### PROBLEM STATEMENT
Print, exactly and with no pictures, the line containing "Target: limestone cliff" and each line after it to the end of the entries below.

### MATERIALS PROVIDED
┌──

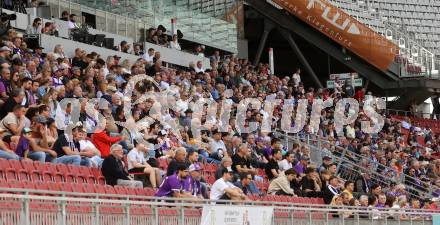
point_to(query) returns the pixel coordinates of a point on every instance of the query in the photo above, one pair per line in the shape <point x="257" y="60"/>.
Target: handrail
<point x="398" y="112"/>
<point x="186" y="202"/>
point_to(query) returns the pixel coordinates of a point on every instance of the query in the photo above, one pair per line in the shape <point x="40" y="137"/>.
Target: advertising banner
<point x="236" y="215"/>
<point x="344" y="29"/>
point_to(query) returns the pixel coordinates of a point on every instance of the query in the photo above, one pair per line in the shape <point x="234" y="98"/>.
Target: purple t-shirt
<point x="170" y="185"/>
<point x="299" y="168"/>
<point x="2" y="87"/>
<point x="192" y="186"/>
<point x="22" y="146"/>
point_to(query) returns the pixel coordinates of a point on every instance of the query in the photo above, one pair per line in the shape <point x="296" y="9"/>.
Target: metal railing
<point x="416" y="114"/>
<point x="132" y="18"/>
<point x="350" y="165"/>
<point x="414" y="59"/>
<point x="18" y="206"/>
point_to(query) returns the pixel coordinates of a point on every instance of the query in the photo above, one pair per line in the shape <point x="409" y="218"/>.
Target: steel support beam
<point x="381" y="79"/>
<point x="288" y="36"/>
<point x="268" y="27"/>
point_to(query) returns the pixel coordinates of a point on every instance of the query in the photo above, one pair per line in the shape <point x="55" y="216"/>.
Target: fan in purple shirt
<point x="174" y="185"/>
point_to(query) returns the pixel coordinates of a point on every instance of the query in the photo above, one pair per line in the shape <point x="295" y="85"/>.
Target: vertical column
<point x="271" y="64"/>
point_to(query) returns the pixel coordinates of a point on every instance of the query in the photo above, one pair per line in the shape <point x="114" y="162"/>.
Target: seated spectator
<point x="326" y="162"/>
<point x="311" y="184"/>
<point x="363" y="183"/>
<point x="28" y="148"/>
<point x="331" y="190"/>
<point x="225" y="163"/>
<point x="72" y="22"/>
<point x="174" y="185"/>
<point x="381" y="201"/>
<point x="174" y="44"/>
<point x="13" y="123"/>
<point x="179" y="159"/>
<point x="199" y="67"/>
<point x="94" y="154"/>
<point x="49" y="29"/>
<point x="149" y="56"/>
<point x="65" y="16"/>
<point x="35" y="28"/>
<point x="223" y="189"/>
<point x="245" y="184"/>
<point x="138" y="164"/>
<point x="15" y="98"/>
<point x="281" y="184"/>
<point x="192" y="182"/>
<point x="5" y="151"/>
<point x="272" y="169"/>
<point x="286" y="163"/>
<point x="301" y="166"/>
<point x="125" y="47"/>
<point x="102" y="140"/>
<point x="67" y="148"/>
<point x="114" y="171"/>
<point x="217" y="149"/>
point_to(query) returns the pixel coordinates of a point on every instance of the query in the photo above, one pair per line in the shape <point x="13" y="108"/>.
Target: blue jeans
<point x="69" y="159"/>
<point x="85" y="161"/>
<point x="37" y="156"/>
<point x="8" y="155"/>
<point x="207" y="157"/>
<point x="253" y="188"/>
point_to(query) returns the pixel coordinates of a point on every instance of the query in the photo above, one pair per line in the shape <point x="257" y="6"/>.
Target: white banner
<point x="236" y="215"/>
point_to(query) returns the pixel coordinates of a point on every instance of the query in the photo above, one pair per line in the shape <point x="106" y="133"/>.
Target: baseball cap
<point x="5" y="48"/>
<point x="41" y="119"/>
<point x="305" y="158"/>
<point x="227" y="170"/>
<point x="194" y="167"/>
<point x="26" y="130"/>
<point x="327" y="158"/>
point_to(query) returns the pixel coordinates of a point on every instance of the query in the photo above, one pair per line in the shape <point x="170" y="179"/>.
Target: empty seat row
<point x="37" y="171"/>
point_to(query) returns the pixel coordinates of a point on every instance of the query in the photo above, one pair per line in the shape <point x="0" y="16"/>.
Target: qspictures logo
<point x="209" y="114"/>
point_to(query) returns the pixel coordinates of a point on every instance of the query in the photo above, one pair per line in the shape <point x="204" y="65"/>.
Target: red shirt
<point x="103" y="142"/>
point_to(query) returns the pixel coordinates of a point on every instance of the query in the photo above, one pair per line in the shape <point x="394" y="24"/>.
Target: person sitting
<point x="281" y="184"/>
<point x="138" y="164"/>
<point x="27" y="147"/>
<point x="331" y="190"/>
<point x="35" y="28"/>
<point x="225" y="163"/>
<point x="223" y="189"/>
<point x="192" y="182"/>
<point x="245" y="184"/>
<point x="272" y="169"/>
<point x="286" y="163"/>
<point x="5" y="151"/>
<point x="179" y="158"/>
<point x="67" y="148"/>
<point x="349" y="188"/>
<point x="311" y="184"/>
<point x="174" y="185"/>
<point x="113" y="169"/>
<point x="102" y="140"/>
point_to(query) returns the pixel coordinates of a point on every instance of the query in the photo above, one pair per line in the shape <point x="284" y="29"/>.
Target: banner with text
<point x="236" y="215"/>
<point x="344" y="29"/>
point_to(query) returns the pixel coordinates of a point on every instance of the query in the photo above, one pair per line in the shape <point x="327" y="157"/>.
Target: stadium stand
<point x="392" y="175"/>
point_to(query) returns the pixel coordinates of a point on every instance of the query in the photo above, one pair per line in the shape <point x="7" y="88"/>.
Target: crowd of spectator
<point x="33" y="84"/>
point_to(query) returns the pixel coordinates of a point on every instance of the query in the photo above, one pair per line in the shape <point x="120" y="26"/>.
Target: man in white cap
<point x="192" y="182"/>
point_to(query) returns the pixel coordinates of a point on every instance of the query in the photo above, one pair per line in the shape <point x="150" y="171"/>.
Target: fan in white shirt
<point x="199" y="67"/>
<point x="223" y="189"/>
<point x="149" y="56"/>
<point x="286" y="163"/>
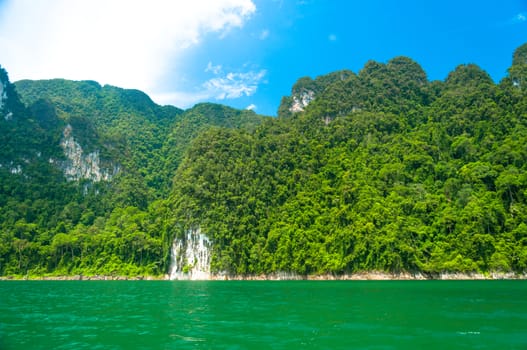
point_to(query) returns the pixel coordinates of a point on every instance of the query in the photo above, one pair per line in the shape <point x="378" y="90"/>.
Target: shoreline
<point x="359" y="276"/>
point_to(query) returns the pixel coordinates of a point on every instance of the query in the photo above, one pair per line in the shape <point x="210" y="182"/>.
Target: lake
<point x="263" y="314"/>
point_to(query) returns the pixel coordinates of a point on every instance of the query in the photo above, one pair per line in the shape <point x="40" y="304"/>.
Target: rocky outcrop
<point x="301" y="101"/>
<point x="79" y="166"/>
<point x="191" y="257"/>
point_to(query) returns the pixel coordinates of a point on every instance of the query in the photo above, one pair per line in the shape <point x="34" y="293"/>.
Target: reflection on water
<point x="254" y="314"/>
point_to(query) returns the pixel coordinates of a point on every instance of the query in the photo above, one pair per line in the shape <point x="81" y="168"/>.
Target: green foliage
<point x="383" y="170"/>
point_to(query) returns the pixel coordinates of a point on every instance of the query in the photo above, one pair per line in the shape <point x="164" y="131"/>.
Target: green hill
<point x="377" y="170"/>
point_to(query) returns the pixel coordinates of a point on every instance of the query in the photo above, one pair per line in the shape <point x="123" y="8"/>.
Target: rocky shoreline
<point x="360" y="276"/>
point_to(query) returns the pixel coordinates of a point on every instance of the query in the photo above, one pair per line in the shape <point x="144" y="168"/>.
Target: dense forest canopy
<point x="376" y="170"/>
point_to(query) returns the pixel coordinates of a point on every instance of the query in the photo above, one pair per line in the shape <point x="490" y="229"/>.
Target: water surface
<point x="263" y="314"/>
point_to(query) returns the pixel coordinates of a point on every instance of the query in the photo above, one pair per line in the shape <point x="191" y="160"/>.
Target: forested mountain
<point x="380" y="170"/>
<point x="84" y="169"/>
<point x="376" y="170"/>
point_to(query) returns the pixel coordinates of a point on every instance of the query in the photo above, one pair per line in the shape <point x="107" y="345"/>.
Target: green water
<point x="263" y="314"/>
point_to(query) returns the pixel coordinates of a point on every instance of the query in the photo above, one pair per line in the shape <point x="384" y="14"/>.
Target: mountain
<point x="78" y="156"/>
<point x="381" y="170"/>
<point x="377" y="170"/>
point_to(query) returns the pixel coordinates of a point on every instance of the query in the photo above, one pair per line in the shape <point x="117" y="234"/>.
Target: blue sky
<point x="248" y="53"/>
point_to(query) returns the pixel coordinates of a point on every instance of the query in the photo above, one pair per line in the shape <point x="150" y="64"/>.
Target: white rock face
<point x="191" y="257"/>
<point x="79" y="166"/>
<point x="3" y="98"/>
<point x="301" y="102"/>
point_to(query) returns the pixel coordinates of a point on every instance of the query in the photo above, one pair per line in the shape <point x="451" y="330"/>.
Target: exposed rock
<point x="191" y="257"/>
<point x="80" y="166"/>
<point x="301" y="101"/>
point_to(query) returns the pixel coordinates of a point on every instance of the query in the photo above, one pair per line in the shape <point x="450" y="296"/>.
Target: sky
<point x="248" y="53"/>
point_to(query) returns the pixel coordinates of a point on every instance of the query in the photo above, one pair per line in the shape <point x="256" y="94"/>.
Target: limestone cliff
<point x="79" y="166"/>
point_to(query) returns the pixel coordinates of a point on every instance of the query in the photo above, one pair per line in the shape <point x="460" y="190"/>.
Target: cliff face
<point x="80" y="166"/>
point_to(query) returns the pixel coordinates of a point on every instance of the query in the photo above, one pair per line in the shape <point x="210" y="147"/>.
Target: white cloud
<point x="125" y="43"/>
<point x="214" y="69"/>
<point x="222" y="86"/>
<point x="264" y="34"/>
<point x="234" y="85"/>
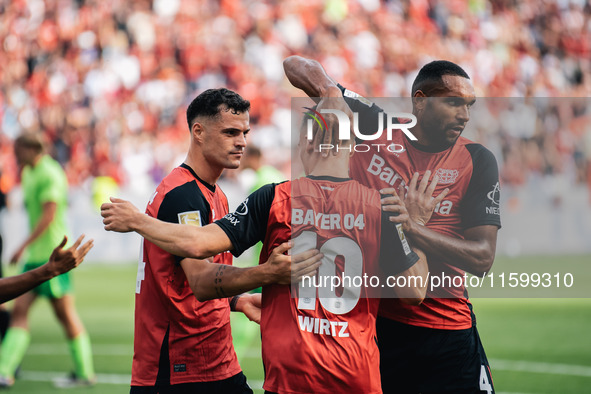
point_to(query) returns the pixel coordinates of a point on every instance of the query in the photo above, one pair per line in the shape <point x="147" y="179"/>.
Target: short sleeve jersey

└──

### OUTPUT
Target: limestone cliff
<point x="79" y="166"/>
point_to(query) returns the pixel coordinates of a point on every instance of the query in the photo above, one pair per line in the shape <point x="460" y="190"/>.
Target: cliff face
<point x="80" y="166"/>
point_to(query) returns the pixel coordinates of a point on every instance of the query in the photo above, one pair per line in the shape <point x="210" y="147"/>.
Target: white cloud
<point x="125" y="43"/>
<point x="214" y="69"/>
<point x="222" y="86"/>
<point x="264" y="34"/>
<point x="234" y="85"/>
point_to(query) returns the pixel coordinates of a point on every instance of the query in the photo above, one pair per line in the shape <point x="147" y="179"/>.
Target: short sleeve jersey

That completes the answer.